Data for this exercise -
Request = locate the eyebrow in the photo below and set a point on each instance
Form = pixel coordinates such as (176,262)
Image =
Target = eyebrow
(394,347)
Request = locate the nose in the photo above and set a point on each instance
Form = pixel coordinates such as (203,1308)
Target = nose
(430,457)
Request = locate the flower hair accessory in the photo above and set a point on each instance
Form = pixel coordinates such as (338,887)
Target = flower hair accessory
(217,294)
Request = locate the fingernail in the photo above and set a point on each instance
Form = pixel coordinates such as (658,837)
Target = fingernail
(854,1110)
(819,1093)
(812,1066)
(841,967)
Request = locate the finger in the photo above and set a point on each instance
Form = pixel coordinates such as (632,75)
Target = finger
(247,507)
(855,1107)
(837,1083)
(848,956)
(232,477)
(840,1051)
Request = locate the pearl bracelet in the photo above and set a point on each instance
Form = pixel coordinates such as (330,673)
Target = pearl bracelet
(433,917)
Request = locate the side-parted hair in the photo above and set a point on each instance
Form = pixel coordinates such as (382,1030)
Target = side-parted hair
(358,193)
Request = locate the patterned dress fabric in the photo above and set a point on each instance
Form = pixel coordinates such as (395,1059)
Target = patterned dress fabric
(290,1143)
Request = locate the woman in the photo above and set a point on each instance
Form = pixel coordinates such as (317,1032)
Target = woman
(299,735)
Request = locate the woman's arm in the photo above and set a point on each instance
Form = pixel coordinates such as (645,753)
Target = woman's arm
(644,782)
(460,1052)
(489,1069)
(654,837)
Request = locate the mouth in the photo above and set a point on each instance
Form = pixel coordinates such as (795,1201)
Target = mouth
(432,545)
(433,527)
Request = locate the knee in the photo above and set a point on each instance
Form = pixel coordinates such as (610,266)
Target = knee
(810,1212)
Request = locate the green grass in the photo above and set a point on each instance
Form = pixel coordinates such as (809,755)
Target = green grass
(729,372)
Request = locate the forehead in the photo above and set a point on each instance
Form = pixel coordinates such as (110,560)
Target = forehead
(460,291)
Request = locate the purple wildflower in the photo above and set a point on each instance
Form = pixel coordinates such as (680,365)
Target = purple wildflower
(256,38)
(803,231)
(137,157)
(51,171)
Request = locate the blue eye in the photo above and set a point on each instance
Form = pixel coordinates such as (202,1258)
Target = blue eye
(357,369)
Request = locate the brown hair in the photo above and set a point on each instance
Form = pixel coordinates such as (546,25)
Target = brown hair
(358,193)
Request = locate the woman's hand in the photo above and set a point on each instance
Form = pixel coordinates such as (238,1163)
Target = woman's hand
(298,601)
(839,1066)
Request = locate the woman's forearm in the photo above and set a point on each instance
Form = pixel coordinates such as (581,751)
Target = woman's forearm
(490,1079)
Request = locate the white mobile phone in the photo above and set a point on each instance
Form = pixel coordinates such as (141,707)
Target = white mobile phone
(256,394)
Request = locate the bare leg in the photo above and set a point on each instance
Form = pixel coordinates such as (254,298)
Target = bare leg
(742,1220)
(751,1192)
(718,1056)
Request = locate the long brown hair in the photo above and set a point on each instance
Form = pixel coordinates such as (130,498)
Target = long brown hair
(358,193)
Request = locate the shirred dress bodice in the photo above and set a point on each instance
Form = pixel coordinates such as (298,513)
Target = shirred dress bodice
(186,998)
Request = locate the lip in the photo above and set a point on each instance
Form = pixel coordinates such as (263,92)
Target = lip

Task to complete - Everything above from the line with "Target = pearl bracelet" to the line with "Form = pixel coordinates such as (680,365)", both included, must be repeated exactly, and nothing outside that range.

Output for this exercise -
Target = pearl bracelet
(433,917)
Request = locate the side-parted hair in the photo above and set a point on each instance
Form = pixel coordinates such as (382,1030)
Target = side-parted hair
(358,193)
Request = locate the patterned dress fabric in the photo above and set a point on each instance
Form = pixel coordinates such as (395,1059)
Target = patterned dress fabric
(290,1143)
Request = locate the woman in the photo above and set a point on each instance
Form = pixel coordinates such as (317,1032)
Target = woman
(299,735)
Request = locate the woman's arm in the photo above and set a point on each instance
Form = pixel coordinates such as (645,753)
Target = woman's arm
(644,782)
(460,1052)
(489,1069)
(654,837)
Request = locate the mouth in the photo above and set a point on each instance
Form = pixel coordinates such as (795,1201)
Target = mouth
(432,545)
(433,527)
Request = locate the knee in the photo above and set a point on each instance
Form = pixel coordinates such as (610,266)
Target = knee
(810,1212)
Request = locate the green grass in the photo above and set a point on each instance
Form = pixel coordinates such as (809,755)
Target = green grass
(729,372)
Request = locate the forehead in the photo above and set a point on each instance
Form = pixel coordinates such as (110,560)
Target = forehead
(460,291)
Request = locate the purple wildflower in the photo above and set a point on each instance
Form = pixel coordinates such as (680,365)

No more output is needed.